Exercise:
Keep only the lines of the listing that include the word "clicks", and copy them.
Content starts
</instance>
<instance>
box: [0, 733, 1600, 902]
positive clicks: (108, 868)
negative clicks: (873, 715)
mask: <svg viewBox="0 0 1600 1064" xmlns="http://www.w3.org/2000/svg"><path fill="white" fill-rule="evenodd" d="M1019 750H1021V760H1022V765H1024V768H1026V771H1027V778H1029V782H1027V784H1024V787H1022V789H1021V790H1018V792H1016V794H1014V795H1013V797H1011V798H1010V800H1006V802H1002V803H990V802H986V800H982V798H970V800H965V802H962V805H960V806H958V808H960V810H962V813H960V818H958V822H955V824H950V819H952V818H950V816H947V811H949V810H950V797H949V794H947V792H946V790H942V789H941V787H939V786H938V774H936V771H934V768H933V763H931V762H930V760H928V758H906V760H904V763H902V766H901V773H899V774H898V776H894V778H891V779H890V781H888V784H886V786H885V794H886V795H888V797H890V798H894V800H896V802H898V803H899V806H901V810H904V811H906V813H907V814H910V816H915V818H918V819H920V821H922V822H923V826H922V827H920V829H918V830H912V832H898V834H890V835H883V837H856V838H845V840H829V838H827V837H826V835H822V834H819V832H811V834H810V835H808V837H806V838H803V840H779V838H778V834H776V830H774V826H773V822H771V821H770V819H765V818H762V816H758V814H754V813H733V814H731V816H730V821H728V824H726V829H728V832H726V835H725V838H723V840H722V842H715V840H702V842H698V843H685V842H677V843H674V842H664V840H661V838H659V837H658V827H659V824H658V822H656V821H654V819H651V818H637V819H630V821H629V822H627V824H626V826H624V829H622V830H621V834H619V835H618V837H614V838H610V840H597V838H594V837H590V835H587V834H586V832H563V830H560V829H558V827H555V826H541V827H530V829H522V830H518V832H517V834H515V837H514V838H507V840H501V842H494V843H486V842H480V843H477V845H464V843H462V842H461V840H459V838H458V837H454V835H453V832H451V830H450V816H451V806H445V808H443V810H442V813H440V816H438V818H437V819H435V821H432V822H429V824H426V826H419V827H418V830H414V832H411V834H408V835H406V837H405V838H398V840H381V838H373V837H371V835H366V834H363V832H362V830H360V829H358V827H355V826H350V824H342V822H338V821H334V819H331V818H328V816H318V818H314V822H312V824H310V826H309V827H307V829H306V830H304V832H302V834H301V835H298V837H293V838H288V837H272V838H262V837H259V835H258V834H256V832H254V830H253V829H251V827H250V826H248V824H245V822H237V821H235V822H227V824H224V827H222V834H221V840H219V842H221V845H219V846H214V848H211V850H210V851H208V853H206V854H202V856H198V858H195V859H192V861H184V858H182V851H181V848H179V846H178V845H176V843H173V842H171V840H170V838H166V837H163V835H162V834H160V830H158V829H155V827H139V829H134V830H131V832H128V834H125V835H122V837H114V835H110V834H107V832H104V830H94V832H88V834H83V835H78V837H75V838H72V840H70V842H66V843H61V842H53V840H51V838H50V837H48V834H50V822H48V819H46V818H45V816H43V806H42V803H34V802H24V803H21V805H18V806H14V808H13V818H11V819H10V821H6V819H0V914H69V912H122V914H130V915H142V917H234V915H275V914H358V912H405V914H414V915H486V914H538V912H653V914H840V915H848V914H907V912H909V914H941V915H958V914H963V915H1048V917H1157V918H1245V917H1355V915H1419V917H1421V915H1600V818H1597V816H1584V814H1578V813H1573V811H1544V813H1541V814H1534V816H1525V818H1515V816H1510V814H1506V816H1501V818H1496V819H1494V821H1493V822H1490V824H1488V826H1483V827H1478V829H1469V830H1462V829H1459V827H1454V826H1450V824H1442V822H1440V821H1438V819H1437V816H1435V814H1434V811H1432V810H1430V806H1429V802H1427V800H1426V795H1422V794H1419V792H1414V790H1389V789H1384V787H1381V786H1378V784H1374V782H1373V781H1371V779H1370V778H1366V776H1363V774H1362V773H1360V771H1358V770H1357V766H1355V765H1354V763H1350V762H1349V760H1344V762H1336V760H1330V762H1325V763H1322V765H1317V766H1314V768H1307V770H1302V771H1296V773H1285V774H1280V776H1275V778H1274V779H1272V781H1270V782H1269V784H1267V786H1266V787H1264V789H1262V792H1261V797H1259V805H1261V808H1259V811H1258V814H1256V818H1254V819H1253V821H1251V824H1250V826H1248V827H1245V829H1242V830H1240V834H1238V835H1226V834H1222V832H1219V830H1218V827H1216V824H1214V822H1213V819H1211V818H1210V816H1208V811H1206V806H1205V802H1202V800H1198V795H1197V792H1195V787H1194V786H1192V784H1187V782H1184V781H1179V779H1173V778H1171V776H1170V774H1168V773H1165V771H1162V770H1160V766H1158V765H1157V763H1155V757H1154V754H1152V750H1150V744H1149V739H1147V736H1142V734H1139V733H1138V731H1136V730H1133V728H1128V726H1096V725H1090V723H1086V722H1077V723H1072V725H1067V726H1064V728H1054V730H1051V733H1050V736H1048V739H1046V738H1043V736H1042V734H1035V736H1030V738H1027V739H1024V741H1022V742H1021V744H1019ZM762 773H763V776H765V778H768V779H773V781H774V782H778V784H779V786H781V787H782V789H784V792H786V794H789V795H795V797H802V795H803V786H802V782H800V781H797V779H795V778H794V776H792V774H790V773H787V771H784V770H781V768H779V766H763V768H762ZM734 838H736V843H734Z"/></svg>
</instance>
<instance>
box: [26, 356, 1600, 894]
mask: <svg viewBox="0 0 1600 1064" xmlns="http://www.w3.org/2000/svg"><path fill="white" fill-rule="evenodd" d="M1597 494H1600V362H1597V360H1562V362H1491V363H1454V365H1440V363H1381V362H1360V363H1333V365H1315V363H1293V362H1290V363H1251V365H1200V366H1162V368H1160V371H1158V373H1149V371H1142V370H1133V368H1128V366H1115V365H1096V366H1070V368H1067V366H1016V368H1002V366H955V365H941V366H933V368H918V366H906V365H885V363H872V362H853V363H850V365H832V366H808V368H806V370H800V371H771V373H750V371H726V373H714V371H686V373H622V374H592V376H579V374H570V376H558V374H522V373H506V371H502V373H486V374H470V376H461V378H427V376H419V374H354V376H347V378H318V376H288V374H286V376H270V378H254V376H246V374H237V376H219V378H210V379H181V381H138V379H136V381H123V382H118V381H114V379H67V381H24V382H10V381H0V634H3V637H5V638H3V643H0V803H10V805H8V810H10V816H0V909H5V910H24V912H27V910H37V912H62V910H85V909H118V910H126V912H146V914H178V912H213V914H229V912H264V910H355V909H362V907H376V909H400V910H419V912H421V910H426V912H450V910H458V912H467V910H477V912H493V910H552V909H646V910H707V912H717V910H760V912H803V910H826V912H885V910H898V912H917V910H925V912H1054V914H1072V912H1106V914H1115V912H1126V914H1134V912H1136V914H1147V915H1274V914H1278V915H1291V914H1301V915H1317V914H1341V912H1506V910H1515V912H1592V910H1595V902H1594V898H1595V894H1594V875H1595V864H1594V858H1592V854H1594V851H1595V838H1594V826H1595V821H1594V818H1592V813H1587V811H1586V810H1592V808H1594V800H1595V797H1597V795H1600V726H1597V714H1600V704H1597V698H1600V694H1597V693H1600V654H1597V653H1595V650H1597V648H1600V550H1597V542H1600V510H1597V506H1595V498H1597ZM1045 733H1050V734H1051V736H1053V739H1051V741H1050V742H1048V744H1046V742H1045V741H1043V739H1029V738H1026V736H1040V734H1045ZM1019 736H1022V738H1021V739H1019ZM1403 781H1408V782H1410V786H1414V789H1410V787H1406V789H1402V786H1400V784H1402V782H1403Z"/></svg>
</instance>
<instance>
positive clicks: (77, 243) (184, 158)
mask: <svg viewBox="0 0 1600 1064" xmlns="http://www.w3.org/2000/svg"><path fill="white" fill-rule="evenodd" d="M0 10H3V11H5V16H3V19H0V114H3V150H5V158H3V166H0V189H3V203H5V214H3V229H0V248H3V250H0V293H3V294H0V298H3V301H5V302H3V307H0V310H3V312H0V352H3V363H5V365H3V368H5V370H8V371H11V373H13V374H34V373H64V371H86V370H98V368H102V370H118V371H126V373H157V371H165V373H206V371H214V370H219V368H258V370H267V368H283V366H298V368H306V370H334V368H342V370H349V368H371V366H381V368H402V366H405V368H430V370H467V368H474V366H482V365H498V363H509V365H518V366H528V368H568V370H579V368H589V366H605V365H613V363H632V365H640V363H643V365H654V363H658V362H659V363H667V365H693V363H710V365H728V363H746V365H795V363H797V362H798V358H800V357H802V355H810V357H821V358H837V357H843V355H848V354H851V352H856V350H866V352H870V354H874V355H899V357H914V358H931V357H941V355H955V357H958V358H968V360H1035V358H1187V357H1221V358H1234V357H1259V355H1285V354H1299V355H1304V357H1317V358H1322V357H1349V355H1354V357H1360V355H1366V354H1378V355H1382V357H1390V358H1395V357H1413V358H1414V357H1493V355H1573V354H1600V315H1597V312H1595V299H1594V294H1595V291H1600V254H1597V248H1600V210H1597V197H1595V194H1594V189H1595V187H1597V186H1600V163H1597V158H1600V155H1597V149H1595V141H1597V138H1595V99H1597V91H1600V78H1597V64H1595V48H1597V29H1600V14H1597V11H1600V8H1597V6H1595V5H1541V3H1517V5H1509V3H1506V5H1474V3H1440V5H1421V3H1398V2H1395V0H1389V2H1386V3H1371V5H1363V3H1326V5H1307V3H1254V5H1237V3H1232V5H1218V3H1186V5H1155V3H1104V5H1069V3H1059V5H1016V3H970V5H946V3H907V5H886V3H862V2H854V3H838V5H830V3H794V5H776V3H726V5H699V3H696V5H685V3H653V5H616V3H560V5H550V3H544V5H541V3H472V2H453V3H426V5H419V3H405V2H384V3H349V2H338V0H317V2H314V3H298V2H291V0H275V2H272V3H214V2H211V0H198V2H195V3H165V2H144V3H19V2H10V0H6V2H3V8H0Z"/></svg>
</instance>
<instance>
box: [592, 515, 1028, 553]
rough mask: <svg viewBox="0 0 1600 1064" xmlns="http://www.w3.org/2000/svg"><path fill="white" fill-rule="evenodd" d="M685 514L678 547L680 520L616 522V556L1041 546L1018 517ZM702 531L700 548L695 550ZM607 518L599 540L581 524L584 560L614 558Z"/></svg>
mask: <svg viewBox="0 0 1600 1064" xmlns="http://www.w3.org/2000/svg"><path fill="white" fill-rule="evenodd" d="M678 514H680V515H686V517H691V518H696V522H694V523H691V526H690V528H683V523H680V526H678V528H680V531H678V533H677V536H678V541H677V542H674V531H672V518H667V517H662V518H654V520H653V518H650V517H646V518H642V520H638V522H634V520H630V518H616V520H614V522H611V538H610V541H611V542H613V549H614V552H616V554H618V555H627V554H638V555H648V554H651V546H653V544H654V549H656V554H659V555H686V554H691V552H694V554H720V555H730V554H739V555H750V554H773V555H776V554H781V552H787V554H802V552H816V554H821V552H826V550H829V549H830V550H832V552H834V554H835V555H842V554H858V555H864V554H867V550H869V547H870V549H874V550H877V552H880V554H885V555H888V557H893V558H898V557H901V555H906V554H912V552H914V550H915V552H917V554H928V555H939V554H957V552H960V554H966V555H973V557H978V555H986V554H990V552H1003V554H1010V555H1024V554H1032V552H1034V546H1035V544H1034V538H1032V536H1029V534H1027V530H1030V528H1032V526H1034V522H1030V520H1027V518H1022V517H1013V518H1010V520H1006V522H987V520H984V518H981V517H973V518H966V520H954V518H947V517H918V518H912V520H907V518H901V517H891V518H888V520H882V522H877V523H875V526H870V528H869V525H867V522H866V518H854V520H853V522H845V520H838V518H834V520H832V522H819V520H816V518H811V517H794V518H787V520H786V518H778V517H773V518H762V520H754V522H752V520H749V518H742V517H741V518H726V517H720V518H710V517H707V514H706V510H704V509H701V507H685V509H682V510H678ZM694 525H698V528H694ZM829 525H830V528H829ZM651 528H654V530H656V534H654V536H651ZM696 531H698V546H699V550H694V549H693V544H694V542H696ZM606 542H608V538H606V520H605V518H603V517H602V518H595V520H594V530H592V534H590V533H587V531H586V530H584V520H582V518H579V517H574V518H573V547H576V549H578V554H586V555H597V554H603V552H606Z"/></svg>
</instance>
Content ends
Task solution:
positive clicks: (108, 868)
negative clicks: (873, 715)
positive clicks: (77, 243) (184, 158)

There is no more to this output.